TASK BRIEF:
Your copy of the material below should match it exactly, except that it holds no pictures.

DATA LINES:
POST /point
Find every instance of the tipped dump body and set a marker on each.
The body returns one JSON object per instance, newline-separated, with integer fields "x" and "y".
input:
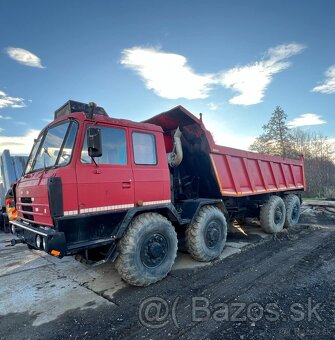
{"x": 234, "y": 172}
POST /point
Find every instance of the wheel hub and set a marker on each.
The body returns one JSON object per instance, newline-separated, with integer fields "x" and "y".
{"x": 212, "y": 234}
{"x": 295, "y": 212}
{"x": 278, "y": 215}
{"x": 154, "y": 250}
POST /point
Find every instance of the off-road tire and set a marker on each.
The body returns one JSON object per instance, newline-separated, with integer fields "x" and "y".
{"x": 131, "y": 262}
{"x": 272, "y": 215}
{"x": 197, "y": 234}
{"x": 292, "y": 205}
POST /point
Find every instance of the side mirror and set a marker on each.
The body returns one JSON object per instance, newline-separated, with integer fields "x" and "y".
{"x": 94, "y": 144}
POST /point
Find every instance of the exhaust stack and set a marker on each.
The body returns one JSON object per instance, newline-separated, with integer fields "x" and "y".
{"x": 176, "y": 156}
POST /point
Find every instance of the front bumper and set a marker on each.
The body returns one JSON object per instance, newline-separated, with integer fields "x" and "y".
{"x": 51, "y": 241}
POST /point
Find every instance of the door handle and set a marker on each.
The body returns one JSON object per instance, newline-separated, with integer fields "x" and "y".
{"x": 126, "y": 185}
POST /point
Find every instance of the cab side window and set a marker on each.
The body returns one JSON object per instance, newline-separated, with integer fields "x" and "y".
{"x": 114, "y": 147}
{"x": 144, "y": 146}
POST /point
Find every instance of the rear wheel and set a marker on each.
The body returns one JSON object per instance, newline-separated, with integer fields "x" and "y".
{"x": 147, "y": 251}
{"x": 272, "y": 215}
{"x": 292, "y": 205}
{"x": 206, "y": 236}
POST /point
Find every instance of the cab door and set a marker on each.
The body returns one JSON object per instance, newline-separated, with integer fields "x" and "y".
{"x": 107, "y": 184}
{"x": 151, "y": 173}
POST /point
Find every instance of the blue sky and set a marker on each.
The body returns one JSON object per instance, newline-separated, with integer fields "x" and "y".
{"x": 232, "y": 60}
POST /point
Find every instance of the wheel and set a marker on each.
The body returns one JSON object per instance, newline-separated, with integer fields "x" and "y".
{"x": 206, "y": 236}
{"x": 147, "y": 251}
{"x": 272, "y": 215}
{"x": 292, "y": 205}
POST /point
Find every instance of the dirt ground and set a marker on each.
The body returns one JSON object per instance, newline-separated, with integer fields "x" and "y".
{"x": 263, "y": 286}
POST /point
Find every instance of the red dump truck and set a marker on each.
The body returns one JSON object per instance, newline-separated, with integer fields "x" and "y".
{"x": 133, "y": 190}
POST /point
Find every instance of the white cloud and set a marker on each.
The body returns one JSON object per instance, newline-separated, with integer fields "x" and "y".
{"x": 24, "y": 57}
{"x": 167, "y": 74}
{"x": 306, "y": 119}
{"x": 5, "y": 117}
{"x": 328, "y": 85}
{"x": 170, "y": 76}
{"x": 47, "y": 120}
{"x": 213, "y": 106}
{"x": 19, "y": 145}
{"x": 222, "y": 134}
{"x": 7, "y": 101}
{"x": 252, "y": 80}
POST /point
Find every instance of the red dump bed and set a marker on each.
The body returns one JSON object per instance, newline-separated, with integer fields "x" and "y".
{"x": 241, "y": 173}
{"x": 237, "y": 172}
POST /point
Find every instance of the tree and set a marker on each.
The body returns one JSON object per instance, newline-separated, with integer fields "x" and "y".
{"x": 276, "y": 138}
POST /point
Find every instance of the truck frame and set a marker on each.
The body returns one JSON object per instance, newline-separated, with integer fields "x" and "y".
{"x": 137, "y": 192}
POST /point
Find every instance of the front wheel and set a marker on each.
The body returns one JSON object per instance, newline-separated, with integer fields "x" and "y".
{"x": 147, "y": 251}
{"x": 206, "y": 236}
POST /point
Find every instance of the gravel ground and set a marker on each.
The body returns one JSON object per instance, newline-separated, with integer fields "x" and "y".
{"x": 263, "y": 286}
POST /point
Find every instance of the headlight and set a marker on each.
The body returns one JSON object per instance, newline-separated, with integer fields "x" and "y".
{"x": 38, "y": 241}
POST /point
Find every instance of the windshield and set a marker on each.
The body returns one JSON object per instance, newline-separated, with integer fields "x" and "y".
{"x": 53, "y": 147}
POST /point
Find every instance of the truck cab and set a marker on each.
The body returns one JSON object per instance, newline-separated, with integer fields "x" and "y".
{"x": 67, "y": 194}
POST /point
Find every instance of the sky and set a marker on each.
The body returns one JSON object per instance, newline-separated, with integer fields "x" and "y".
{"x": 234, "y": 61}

EXERCISE RESULT:
POST /point
Find every instance of the tipped dump body and set a marker on each.
The body returns one JSON object per instance, newline-separated, with integer fields "x" and "y".
input:
{"x": 234, "y": 172}
POST /point
Find every instance of the wheel hub and set a marker on each.
The body returns one JSON object per instance, newline-separated, with integer fields "x" and "y".
{"x": 212, "y": 234}
{"x": 295, "y": 212}
{"x": 278, "y": 215}
{"x": 154, "y": 250}
POST /point
Find every instance of the off-road tire and set a marker on each.
The body returns one JSON object per instance, newline-separated, with integer fields "x" and "y".
{"x": 131, "y": 262}
{"x": 272, "y": 215}
{"x": 197, "y": 234}
{"x": 292, "y": 205}
POST /point
Find every instance of the side mirror and set a marker on each.
The body returns one JSON object per instance, newline-separated, with integer fields "x" and "y".
{"x": 94, "y": 144}
POST /point
Find every instance of the exhaust stack and set a marker on each.
The body returns one JSON object per instance, newline-separated, with integer fields "x" and "y".
{"x": 176, "y": 156}
POST /point
Find every instance of the front bumper and set a marker on each.
The body returns one JSON object per instance, newline-separated, with integer fields "x" and "y".
{"x": 51, "y": 241}
POST /point
Find every instance of the door handle and set a marker on each.
The body returns one JSON object per instance, newline-separated, with integer fields "x" and "y".
{"x": 126, "y": 185}
POST /point
Find every instance of the cab side window and set a marker on each.
The body returns one JSON object per instance, newline-separated, with integer fields "x" and "y".
{"x": 114, "y": 147}
{"x": 144, "y": 146}
POST /point
Find every instance of the rear wheel and set a marker on each.
The body returns one JSON object per instance, newline-separated, with integer fields "x" and "y".
{"x": 147, "y": 251}
{"x": 272, "y": 215}
{"x": 292, "y": 205}
{"x": 206, "y": 236}
POST /point
Find every instance of the cab door and set a marker on each.
The body returns one JSON object per instance, newline-separated, with integer fields "x" and "y".
{"x": 107, "y": 184}
{"x": 151, "y": 173}
POST /point
Find every instance of the blue sky and set a marker on each.
The body returns one JSON object per instance, newline-separated, with integer fields "x" and "y".
{"x": 232, "y": 60}
POST /point
Find every instance of the wheel and set a marker on each.
The body returns one JSON object per instance, newline-separated, with integer fields "x" and "y".
{"x": 206, "y": 236}
{"x": 147, "y": 251}
{"x": 272, "y": 215}
{"x": 292, "y": 205}
POST /point
Find every instance of the dirt ground and set a marker on each.
The body returns one JSON object per instance, newline-separated, with integer fields "x" and "y".
{"x": 263, "y": 286}
POST /point
Find every instance of the red dump truck and set a marker on each.
The body returns one JSON object per instance, newline-separated, with integer fields "x" and "y".
{"x": 133, "y": 190}
POST /point
Find every instance of the white cloud and set a marker on each.
The body returns one JSON object per instance, newline-separated, with integer fields "x" and "y".
{"x": 24, "y": 57}
{"x": 167, "y": 74}
{"x": 306, "y": 119}
{"x": 5, "y": 117}
{"x": 328, "y": 85}
{"x": 170, "y": 76}
{"x": 47, "y": 120}
{"x": 213, "y": 106}
{"x": 19, "y": 145}
{"x": 222, "y": 134}
{"x": 7, "y": 101}
{"x": 252, "y": 80}
POST /point
Find every instance of the red dump bed and set a marker on each.
The body returns one JSON object per instance, newline-separated, with integer fields "x" and "y".
{"x": 241, "y": 173}
{"x": 237, "y": 172}
POST /point
Find every instance of the tree and set a marker on each.
The body returns one JSON object per instance, newline-separated, with integer fields "x" and "y".
{"x": 276, "y": 138}
POST /point
Find every instance of the truck frame and set a marker on each.
The body returns one JSON object per instance, newline-separated, with integer fields "x" and "y".
{"x": 137, "y": 192}
POST /point
Find every instance of the front wheel and set a marker on each.
The body returns one JSON object per instance, newline-separated, with integer fields "x" and "y".
{"x": 147, "y": 251}
{"x": 206, "y": 236}
POST /point
Find every instance of the gravel ground and set a marker on each.
The body returns one JSON object per instance, newline-separated, with integer fields "x" and "y".
{"x": 263, "y": 286}
POST /point
Find every instance of the headlight and set a marker on each.
The body returns one JSON object per instance, newline-separated, with integer fields "x" and "y".
{"x": 38, "y": 241}
POST /point
Find every instance of the windshield and set a marker on each.
The body returns one JSON object per instance, newline-separated, with integer fields "x" and "y".
{"x": 53, "y": 147}
POST /point
Find every instance of the truck cab and set a marker on each.
The body returns one JSON object per instance, newline-separated, with integer fields "x" and "y".
{"x": 67, "y": 194}
POST /point
Find every instance of the sky and set a marker on each.
The body returns one JSON object per instance, newline-separated, with integer fields "x" and "y".
{"x": 234, "y": 61}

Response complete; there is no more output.